[Material for this task]
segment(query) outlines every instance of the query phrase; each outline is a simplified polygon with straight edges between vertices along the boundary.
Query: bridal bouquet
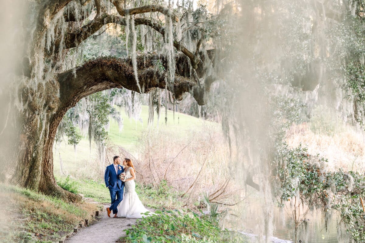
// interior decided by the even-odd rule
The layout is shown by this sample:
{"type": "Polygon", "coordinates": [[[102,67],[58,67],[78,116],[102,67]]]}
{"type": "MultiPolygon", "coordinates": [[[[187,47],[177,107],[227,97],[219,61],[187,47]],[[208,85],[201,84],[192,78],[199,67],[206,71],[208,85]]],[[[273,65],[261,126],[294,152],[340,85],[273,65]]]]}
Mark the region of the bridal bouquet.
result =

[What you have to do] Render every line of the listing above as a Markdown table with the columns Row and Line, numbering the rows and skipping blank lines. Leave the picture out of the table.

[Problem solution]
| Row | Line |
|---|---|
| 1 | segment(query) outlines every instance of the query phrase; each outline is a simplified polygon with straight edges between vertices along the boundary. |
| 2 | Query: bridal bouquet |
| 3 | // interior decided by the even-odd rule |
| 4 | The layout is shown by this sample: |
| 5 | {"type": "Polygon", "coordinates": [[[102,67],[58,67],[78,116],[102,67]]]} |
| 6 | {"type": "MultiPolygon", "coordinates": [[[[187,47],[177,107],[227,97],[219,61],[187,47]],[[208,85],[201,84],[192,78],[199,67],[206,71],[208,85]]],[[[273,65],[261,126],[294,152],[340,85],[273,65]]]]} |
| 7 | Mark the region of the bridal bouquet. |
| 8 | result = |